PASSAGE SHOWN:

- - - - - - -

Finally, these thematics met at the technical level to produce a third effect: the aesthetic constraint which the interval was to provide thus symbolised photographies tussle between its documentary or scientific logic, and its poetic or romantic, a tussle which I was to grapple with at every moment of composition. (Note that the frequency and length of the intervals was an arbitrary choice, but the total time in which I had to conduct the photographs was limited by the real structure of the working day; it was not possible for me to stall, like Cartier-Bresson, waiting for the ‘decisive moment’ if I was to be at the office for 9AM). In this sense it was to speak to Jacques Ranciere’s Proletarian Nights, a contemporary gesture to the liminal space - occupied in his text by figures like carpenter-philosopher Gabriel Gauny - in which workers ‘prepare and dream and already live the impossible,’ demanding that they ‘should be treated as beings to whom several lives were owed.’ [3] By performing the commute as a site of aesthetic potential, I thus sought to give truth to Ranciere’s claim that the ‘possibility that doesn’t lie in people's physical strength may lie in their eyes; the possibility that doesn’t lie in their eyes might be in their mind; the possibility that isn’t in the workshop might be in the street’. [4] And such a possibility, in conjunction with the aforementioned mapping function, was to be not just a romantic gesture but a militant one, too.

Quite quickly, my hopes hit up against the weight of the real. The first problem was that I could not execute the intervals with anything like the same level of exactitude required by the aforementioned time-management studies because of my participation in the motion itself; the crowd-dodging and tapping-in-and-out and general chaos of the underground made this near impossible. The second was the challenge posed by photographing inside the train carriage during rush-hour, which was not primarily technical (I had already loaded a film with a sufficient ISO) but social and aesthetic. It is no exaggeration to say that in the Jubilee line at 8AM it is hard enough to lift one’s phone out of their pocket, let alone to raise the camera to eye-line and compose an image. Even Walker Evan’s mischievous apparatus with which he was able to take his candid subway photos, concealing his 35mm under his overcoat and shooting blind with a cable release, could not have peered past the wall of bodies which awaited me. Finally and simply, I succumbed to the aesthetic level: I felt the one minute interval was not long enough to provide for sufficient visual variety, and I therefore struggled to maintain fidelity to the conceptual logic of the sequence. In hindsight, perhaps these non-images and repetitions would have been evocative in themselves, but I have chosen instead to treat the failure to realise the original intention of the project as instructive - not least because it narrativises the very thematics with which I am dealing (art in its heteronomous and autonomous dimensions; the commute as a site of scarcity, blockages, and potentiality). What remains is therefore an uneven version of the original idea, but one whose central concerns should nonetheless remain in operation.

1. S. Lalvani, Photography, Vision, and the Production of Modern Bodies (State University of New York Press: 1996), p.154

2. J. Clover, ‘The Political Economy of Tactics’ in Verso Blog (2022) 

3. J. Ranciere, The Nights of Labor: The Workers Dream in Nineteenth Century France (Temple University Press: 1989), p.viii-xi

4. J. Ranciere, ‘The Proletarian and His Double’ in Staging the People (Verso: 2011), p.26

The splinter in your eye is the best magnifying glass.

- - - - - - -

INFORMATION SUPPLIED:
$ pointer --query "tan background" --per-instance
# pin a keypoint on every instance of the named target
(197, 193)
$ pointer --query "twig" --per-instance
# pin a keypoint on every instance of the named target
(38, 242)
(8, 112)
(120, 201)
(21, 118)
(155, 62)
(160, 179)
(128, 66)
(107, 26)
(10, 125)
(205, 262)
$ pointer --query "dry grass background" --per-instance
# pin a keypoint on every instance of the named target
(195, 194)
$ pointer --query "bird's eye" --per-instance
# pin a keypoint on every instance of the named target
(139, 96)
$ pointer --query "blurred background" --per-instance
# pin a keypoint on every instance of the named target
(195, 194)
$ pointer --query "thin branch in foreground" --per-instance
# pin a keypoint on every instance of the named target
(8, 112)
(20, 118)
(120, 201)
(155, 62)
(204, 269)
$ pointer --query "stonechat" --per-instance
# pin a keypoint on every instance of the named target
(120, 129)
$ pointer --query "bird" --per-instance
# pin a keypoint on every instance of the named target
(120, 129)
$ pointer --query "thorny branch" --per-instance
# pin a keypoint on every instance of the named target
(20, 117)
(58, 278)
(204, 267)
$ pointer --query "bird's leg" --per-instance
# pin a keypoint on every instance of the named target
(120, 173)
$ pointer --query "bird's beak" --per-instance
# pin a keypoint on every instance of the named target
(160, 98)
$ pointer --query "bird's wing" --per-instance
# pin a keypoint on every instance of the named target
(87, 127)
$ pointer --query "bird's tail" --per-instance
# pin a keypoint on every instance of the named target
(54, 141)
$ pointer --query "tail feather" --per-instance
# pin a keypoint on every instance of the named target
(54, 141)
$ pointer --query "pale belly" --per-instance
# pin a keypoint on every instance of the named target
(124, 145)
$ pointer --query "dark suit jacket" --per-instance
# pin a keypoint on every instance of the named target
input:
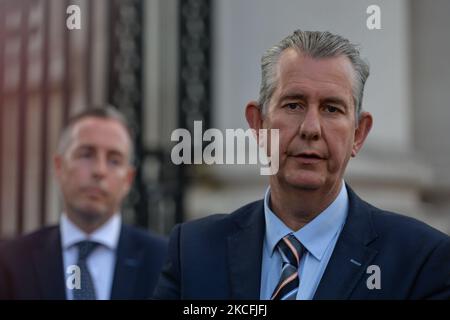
(220, 257)
(31, 267)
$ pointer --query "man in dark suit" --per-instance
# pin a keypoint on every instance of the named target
(91, 254)
(311, 237)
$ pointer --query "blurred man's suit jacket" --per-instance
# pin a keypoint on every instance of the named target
(31, 267)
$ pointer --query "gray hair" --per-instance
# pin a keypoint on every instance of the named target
(316, 45)
(107, 112)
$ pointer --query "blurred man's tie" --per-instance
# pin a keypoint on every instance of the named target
(87, 289)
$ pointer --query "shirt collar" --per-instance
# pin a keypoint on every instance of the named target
(107, 235)
(314, 236)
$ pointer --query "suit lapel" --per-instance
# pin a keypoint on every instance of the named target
(351, 256)
(129, 256)
(245, 254)
(48, 264)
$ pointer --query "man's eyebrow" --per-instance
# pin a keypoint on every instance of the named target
(88, 146)
(300, 96)
(336, 100)
(293, 96)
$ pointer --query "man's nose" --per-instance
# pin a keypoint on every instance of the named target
(100, 166)
(310, 128)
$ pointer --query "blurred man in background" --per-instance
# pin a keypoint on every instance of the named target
(91, 254)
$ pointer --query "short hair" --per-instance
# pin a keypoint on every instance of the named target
(106, 112)
(315, 44)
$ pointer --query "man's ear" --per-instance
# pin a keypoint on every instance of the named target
(253, 114)
(362, 131)
(57, 164)
(131, 174)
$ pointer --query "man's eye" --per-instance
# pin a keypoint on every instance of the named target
(293, 106)
(331, 109)
(85, 154)
(115, 161)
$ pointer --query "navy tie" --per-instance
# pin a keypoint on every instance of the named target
(87, 289)
(291, 251)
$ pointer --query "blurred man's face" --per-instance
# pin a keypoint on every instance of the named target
(314, 111)
(94, 172)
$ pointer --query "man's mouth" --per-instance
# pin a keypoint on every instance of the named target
(308, 157)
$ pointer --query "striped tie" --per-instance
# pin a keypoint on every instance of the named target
(291, 252)
(87, 289)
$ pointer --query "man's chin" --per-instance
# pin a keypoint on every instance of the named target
(305, 181)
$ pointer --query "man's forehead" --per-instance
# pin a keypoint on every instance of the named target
(333, 76)
(96, 131)
(292, 60)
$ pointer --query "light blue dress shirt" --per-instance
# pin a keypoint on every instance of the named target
(318, 237)
(101, 262)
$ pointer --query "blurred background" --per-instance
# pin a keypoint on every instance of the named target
(166, 63)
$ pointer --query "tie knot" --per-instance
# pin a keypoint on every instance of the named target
(290, 249)
(85, 248)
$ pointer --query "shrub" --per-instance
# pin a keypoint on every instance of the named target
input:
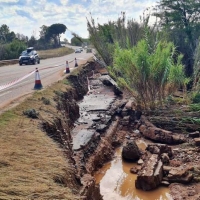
(31, 113)
(152, 73)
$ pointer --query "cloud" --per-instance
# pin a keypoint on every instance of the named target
(27, 16)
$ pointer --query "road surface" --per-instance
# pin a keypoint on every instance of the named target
(54, 72)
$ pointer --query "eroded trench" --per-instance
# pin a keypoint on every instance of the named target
(106, 121)
(106, 125)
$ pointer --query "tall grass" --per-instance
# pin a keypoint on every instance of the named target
(152, 73)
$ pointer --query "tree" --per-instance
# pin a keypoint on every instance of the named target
(151, 73)
(4, 31)
(180, 19)
(54, 32)
(76, 41)
(32, 41)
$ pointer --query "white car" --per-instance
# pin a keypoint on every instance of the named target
(78, 51)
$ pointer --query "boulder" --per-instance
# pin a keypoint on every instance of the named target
(197, 141)
(108, 81)
(177, 174)
(194, 134)
(165, 158)
(151, 174)
(159, 149)
(131, 151)
(157, 134)
(135, 170)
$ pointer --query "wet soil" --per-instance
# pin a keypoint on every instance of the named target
(117, 182)
(100, 129)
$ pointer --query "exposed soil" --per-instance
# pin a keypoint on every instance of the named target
(92, 117)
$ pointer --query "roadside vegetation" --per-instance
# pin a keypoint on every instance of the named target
(32, 164)
(12, 44)
(153, 61)
(50, 53)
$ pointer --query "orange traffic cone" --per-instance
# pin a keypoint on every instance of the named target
(67, 68)
(38, 84)
(76, 64)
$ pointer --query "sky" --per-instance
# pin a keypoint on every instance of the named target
(27, 16)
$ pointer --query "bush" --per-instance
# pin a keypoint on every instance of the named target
(31, 113)
(152, 73)
(46, 101)
(13, 50)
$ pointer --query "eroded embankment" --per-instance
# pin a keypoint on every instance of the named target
(93, 126)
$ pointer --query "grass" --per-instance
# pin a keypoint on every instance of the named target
(44, 54)
(62, 51)
(32, 165)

- - - - - - -

GIVEN INSTRUCTION: In the essay on photographing the commute, which underground line is described as too crowded at 8AM to lift a phone from one's pocket?

COMPLETE RESPONSE: The Jubilee line